## Written instruction
Could you give the forum post again from "lostandlonelydad · 23/08/2021" to "mumsnet not dadsnet.", changing "abbreviations" to "acronyms"?

— Start of Document text —

Share your dilemmas and get honest opinions from other Mumsnetters.

She's a different person

132 replies

lostandlonelydad · 23/08/2021 13:39

Firstly, I apologise for not using many abbreviations as I'm new here, and secondly I appreciate this in mumsnet not dadsnet.

WHere do I start. We met via an online app/agency thing, exchanged messages, met, got on, got married - that the first 2 years in a sentance.
She was an accountant, who then become an FD, was earning more than me then gave up work a little under a year before our first born arrived. Absolutely no issue with that, as they have a wonderful bond and he is a great kid because of this. Three years later, and number two arrived, and she got similar amounts of love and attention. During this time, there were comments about my spending of money (and one conversation about money spent and earned before we had even met, that she resented the fact I would spend money on certain things) but thngs moved on.
She decided to start work again, but not in the same role, area or anything, but working with animals, on farms - something she has grown up with, and was a complete change of direction. Very poor pay, very long hours but she loves it.

— End of Document text —
— Start of Supplied entries —

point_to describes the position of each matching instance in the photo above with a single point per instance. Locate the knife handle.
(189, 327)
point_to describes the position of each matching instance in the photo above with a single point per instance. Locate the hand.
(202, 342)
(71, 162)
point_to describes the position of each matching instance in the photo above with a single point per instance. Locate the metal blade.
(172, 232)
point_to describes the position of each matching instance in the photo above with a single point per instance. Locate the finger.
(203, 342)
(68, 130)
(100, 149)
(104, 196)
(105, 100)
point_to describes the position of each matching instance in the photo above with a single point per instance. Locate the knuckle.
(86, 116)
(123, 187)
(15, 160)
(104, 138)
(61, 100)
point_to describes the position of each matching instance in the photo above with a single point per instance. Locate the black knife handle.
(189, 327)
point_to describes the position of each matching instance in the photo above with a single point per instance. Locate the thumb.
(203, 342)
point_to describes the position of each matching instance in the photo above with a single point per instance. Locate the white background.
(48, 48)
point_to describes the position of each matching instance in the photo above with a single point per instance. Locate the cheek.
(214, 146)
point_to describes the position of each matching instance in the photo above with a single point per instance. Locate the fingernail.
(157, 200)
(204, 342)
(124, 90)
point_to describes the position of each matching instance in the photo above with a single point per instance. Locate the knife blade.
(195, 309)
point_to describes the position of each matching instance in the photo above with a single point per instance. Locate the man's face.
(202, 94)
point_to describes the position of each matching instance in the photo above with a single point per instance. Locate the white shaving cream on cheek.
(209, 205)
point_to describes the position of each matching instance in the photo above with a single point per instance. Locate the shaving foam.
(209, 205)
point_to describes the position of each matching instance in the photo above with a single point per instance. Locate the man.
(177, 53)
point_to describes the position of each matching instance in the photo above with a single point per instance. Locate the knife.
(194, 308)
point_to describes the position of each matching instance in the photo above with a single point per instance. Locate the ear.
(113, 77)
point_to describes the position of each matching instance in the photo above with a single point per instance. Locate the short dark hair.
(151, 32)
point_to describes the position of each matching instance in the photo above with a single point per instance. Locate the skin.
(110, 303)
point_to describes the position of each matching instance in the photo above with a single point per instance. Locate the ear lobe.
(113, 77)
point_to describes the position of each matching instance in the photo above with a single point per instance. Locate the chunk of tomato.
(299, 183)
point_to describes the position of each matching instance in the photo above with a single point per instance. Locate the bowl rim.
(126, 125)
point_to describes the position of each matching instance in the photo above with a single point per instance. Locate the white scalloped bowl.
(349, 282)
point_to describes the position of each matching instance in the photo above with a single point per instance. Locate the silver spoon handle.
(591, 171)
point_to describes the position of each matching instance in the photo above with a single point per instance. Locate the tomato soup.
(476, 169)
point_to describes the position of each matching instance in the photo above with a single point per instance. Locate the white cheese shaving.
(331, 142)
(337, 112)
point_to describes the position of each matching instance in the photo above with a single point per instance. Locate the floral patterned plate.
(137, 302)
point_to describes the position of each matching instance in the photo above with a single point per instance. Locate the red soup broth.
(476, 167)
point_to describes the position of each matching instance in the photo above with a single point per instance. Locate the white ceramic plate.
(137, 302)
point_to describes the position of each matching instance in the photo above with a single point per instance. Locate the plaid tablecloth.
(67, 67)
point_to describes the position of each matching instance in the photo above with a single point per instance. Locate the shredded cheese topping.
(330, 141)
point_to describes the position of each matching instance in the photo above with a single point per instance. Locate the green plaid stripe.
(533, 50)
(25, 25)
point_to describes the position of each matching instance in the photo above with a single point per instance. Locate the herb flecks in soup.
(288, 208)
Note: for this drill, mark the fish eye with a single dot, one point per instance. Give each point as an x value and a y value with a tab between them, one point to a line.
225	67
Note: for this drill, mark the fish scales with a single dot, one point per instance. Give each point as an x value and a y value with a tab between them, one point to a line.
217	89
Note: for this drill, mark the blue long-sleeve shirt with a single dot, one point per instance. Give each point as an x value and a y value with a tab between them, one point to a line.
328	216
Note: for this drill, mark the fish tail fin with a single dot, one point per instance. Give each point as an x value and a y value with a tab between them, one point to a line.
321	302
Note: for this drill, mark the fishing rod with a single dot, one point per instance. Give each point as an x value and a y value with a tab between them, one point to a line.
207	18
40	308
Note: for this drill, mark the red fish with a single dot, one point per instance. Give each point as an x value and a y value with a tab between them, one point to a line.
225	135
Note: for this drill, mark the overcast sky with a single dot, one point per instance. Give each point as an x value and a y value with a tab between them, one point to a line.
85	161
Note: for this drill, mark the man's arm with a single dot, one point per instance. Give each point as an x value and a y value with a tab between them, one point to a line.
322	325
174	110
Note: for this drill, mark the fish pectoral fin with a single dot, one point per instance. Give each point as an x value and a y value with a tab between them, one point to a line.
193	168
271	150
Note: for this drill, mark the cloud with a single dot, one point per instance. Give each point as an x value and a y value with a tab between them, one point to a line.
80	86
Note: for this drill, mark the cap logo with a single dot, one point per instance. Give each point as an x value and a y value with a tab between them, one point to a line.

— End of Supplied entries —

## Written reply
lostandlonelydad · 23/08/2021 13:39

Firstly, I apologise for not using many acronyms as I'm new here, and secondly I appreciate this in mumsnet not dadsnet.